> **PROBLEM TO WORK ON**
From the passage on the circular economy, extract verbatim the stretch from "Circular economy promotes" through "to be recyclable.".

> **TEXT SECTION**

***

Circular economy promotes sustainable development and competitiveness
Growing populations and ever-increasing economic activity are threatening the sufficiency of our planet’s resources. We are currently consuming resources faster than we can replace them. The circular economy is a response to this challenge and promises to achieve positive changes in society and the way we live. The aim of the circular economy is to maintain the value of products and materials for as long as possible. Added value is created by designing products and materials from the outset to be recyclable.
The circular economy constitutes a fundamental need for a more sustainable future. It aims to systematically reduce the production of new materials. Consumption would be based not on production but rather on renting, borrowing, sharing, recycling and developing recyclable products. The circular economy saves natural resources and creates new business opportunities while at the same time reducing emissions and the use of natural resources. In addition, the circular economy offers significant economic benefits, which in turn promotes new ideas and new jobs.

***

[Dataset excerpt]

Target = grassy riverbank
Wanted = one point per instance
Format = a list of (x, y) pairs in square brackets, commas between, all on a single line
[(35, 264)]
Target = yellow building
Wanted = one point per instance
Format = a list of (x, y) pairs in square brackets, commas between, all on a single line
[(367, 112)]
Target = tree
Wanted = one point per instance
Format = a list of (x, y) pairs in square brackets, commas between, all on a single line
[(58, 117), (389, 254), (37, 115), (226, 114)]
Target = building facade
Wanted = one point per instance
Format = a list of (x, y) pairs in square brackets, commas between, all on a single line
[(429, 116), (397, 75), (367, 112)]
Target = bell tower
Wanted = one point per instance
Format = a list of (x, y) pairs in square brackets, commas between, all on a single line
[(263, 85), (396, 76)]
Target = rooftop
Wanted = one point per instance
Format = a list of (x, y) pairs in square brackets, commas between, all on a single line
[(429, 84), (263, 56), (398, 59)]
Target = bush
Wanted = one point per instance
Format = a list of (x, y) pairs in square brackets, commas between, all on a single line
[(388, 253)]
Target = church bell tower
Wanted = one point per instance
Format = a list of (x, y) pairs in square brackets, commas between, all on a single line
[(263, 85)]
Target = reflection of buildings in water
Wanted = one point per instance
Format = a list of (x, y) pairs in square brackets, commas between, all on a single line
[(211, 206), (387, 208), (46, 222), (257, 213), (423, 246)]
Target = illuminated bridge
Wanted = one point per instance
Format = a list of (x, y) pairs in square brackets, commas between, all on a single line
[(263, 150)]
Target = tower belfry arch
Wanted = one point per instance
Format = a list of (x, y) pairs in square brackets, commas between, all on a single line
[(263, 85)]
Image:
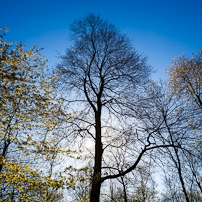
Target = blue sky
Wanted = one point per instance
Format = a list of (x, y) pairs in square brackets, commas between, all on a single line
[(158, 29)]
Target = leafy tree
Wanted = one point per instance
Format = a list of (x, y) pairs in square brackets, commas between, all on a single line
[(29, 114)]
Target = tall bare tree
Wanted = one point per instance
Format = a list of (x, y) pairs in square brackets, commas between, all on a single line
[(103, 75)]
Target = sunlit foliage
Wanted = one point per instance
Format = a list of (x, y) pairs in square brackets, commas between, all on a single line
[(29, 113)]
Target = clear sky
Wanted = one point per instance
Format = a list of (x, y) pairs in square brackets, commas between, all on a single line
[(159, 29)]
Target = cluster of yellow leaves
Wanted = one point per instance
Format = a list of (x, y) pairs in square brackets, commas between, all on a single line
[(29, 113)]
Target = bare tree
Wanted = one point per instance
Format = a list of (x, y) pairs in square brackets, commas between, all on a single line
[(104, 75)]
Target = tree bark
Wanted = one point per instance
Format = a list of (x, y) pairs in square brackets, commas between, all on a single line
[(96, 182)]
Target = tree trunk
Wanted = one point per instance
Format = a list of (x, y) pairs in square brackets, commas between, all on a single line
[(96, 182)]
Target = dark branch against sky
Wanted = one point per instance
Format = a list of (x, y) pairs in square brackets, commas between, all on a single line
[(158, 29)]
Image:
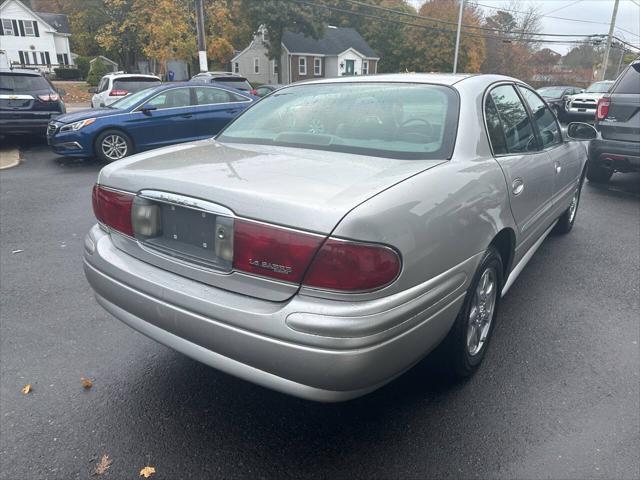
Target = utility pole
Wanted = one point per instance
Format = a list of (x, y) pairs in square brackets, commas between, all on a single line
[(202, 48), (455, 56), (605, 60)]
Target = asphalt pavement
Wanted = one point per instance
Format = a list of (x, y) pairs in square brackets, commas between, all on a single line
[(557, 397)]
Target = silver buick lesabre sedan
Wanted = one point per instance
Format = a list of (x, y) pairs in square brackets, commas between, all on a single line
[(338, 230)]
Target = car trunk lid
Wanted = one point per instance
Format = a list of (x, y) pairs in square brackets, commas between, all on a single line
[(301, 189)]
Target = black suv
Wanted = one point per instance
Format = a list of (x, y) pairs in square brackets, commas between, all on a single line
[(617, 148), (28, 101)]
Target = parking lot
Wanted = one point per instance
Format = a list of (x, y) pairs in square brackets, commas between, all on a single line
[(557, 396)]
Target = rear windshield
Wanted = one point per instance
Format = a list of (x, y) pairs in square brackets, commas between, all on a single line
[(239, 83), (134, 84), (630, 80), (599, 87), (393, 120), (15, 82)]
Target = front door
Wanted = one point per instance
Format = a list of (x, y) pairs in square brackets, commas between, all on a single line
[(349, 67), (528, 170)]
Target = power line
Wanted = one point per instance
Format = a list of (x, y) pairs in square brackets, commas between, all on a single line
[(447, 22), (427, 27)]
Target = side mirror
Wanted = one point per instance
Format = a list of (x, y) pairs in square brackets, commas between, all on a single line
[(581, 131), (148, 109)]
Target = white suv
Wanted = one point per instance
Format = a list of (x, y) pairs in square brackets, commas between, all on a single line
[(114, 86)]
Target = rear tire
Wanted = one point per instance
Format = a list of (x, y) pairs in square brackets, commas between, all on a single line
[(598, 173), (465, 346), (112, 145)]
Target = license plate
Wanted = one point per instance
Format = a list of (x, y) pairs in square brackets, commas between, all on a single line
[(191, 234)]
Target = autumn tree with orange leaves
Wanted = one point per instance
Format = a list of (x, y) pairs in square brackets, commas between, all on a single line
[(433, 48)]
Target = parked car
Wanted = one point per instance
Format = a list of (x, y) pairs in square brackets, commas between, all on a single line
[(114, 86), (617, 149), (28, 101), (322, 256), (155, 117), (263, 90), (226, 79), (583, 105), (556, 98)]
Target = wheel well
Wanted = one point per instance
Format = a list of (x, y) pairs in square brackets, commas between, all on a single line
[(505, 241), (115, 129)]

***

> **RESPONSE TO THIS TASK**
Circular economy promotes sustainable development and competitiveness
Growing populations and ever-increasing economic activity are threatening the sufficiency of our planet’s resources. We are currently consuming resources faster than we can replace them. The circular economy is a response to this challenge and promises to achieve positive changes in society and the way we live. The aim of the circular economy is to maintain the value of products and materials for as long as possible. Added value is created by designing products and materials from the outset to be recyclable.